### Bloco de texto:

%%

Que outros danos poderia causar?

O risco é que a turbulência no setor bancário possa piorar ainda mais a concessão de crédito já afetada pelo aumento da taxa de juros. Esperava-se que os credores se tornassem mais preocupados com a redução de suas próprias finanças do que em conceder empréstimos que permitam o crescimento das economias — mesmo sem uma ameaça sistêmica de um colapso bancário. O JPMorgan Chase & Co. estimou que a economia dos EUA enfrentou uma perda potencial no produto interno bruto de 0,5% a 1% por conta da queda no crescimento do crédito como resultado dos problemas recentes do setor bancário. O pior resultado seria um colapso bancário gigantesco que secaria o fluxo de crédito, muito provavelmente resultando em uma recessão.

O que isso significa para os planos do Fed?

Certamente os planos complicam, conforme refletido na atividade do mercado. A rentabilidade da dívida pública caiu globalmente, à medida que o aumento na preocupação com a estabilidade financeira fez com que os traders de títulos abandonassem as apostas de novos aumentos da taxa básica de juros e começassem a descontar os cortes do Fed. O pensamento é que o estresse no sistema bancário global testará a determinação do Fed em aumentar as taxas ainda mais para controlar a inflação. Ao mesmo tempo, uma série de dados econômicos mostrando que a inflação e o crescimento permaneceram fortes mostrou que é provável que a pressão para novos aumentos de taxas continue.

O que a restrição no crédito significa para consumidores e empresas?

Os efeitos dos aumentos de taxa que começaram no início de 2022 foram sentidos no fim do ano. Para as empresas dos EUA, a taxa média para a dívida com grau de investimento emitida recentemente subiu para cerca de 6% e a dívida de alto desempenho subiu para quase 10% em novembro. Isto veio juntamente com maiores custos de mão-de-obra, especialmente em setores como o de saúde. No mercado imobiliário, os compradores enfrentaram parcelas mensais mais altas, com a taxa do financiamento de 30 anos subindo para 7%, o nível mais alto em duas décadas. E, apesar dos ganhos salariais significativos para os trabalhadores dos EUA nos últimos dois anos, a inflação recorde começou a corroer suas rendas. Fora dos EUA, o aumento da taxa do Fed também fortaleceu o dólar em relação a outras moedas, o que significa que a dívida soberana e corporativa em dólares nos mercados emergentes se tornou muito mais cara. As questões levantadas pela recente turbulência financeira é se os bancos regionais e locais (que fazem grande parte dos empréstimos para consumidores e pequenos negócios do país) se retrairiam a ponto de diminuir o crescimento da economia — e se é provável que a economia nacional entrasse em recessão

Quais são os riscos de inadimplência das empresas?

%%

### Entradas da coleção:

%%

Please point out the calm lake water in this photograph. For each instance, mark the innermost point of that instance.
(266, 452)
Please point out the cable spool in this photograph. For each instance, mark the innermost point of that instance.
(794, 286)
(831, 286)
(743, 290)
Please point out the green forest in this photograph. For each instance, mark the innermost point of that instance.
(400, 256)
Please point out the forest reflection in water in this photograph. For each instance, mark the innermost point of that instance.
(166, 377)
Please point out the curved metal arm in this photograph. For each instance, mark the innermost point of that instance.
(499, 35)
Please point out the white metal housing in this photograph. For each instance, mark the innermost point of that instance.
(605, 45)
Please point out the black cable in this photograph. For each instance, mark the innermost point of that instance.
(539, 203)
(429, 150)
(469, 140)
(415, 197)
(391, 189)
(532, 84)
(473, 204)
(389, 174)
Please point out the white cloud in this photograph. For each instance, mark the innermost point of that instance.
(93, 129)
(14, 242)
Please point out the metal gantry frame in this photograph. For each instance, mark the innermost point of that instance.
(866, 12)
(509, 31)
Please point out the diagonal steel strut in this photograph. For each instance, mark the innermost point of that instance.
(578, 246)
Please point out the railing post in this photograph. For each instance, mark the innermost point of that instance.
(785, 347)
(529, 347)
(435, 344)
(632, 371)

%%
%%

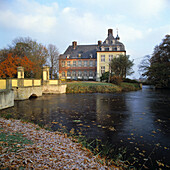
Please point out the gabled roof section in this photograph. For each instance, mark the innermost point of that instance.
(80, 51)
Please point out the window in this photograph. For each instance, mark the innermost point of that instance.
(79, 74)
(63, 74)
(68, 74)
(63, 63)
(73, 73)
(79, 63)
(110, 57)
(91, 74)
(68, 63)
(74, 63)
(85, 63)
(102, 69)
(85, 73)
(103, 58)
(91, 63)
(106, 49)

%%

### Instrução de trabalho A:
No texto sobre a turbulência no setor bancário, substitua "colapso" por "desmoronamento" e reproduza o trecho que começa em "Que outros danos" e termina em "em uma recessão.".
### Instrução de trabalho B:
Escreva a continuação do texto sobre a turbulência no setor bancário.

### Resposta A:
Que outros danos poderia causar?

O risco é que a turbulência no setor bancário possa piorar ainda mais a concessão de crédito já afetada pelo aumento da taxa de juros. Esperava-se que os credores se tornassem mais preocupados com a redução de suas próprias finanças do que em conceder empréstimos que permitam o crescimento das economias — mesmo sem uma ameaça sistêmica de um desmoronamento bancário. O JPMorgan Chase & Co. estimou que a economia dos EUA enfrentou uma perda potencial no produto interno bruto de 0,5% a 1% por conta da queda no crescimento do crédito como resultado dos problemas recentes do setor bancário. O pior resultado seria um desmoronamento bancário gigantesco que secaria o fluxo de crédito, muito provavelmente resultando em uma recessão.

### Resposta B:
O acesso fácil ao dinheiro nos EUA tem levado a níveis cada vez mais altos de endividamento entre as empresas de maior risco, especialmente aquelas de propriedade de empresas de private equity. Uma medida comumente citada de endividamento em relação às receitas aumentou no mercado de empréstimos alavancados nos últimos 10 anos. Isto significa que os portfólios de obrigações de crédito colateralizado, que são empréstimos agrupados em títulos, também se tornaram mais expostos a riscos. Em todo o mundo, as empresas zumbis — aquelas que não ganham o suficiente para cobrir suas despesas com juros — se tornaram mais comuns. As empresas que dependiam do crédito de risco do Silicon Valley Bank também podem enfrentar dificuldades com a ausência do empréstimo especializado que o banco promovia. Os custos mais altos em todos os fatores de produção — capital, mão-de-obra e bens — criaram expectativas de que a taxa de inadimplência aumentará, especialmente entre empresas altamente endividadas.